YOUR ASSIGNMENT =
Name every college or university mentioned in the article about Lucas Foguth's fellowship.

---- DOCUMENT TEXT

From bachelor’s degree to Ph.D.

By on May 23, 2011

Photo: Lucas Foguth, of Elburn (bottom right) is pictured with his family. Photo by Sandy Kaczmarski

Local prodigy awarded fellowship from Massachusetts Institute of Technology
by Sandy Kaczmarski
Elburn—When a student is awarded a full fellowship from the Massachusetts Institute of Technology (MIT), it’s certainly an impressive accomplishment, given that MIT is widely considered among the most prestigious universities in the world.

Such an opportunity might be expected when the student completes his undergraduate work by graduating summa cum laude from Michigan Technological University in Houghton, Mich., with a 3.94 grade point average.

But what’s truly astounding is this student— Lucas Foguth of Elburn—is only 19. And he’s beginning work toward his Ph.D. next month doing research.

“It’s very selective to go straight (from a bachelor’s degree) to a Ph.D. program,” said Bob Foguth, Lucas’s dad. “His scores were right at the top.”

A quiet young man with a smile on his face, Lucas said there was nothing particularly special about his education that put him in such an elite educational class.

Lucas and his three younger sisters—Rebekah, 18; Rachel, 16; and Sarah, 11—are all home-schooled by their mother, Shelly. Bob said she loves nothing more than teaching kids to read, but did nothing special to promote advanced learning.

Lucas did attend pre-school, and was disappointed when his mother suggested he stay home the next year to begin the first-grade curriculum when he was 5, putting him one year ahead of other children.

Shelly said it wasn’t until he took advanced classes in chemistry at Waubonsee Community College at age 15 that Lucas realized his potential.

“That was the light bulb,” she said.

It was a turning point for Lucas.

“I actually had my life planned out,” he said. “I was going to go to Franciscan University of Steubenville, get my degree in Theology, and then I was going to become a priest.”

The family attends St. Gall Catholic Church in Elburn. When Lucas was contacted by Michigan Tech during his senior year in high school, he said he did a lot of praying to figure out what he should do.

“I found God was calling me in a different way, and figured I was supposed to go to Michigan Tech,” he said.

By the time Lucas graduated from high school just before his 17th birthday, he had 35 college credits to transfer to Michigan Tech, where he finished his degree in three years.

--------
---- DATA EXTRACTS

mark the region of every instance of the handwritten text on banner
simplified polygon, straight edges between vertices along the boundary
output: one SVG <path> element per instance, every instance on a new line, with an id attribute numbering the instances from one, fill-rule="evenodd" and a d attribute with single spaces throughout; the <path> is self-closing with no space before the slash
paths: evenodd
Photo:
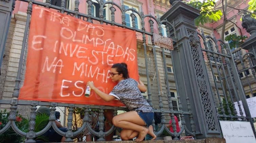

--------

ANSWER TO THIS PROBLEM =
Massachusetts Institute of Technology (MIT)
Michigan Technological University (Michigan Tech)
Waubonsee Community College
Franciscan University of Steubenville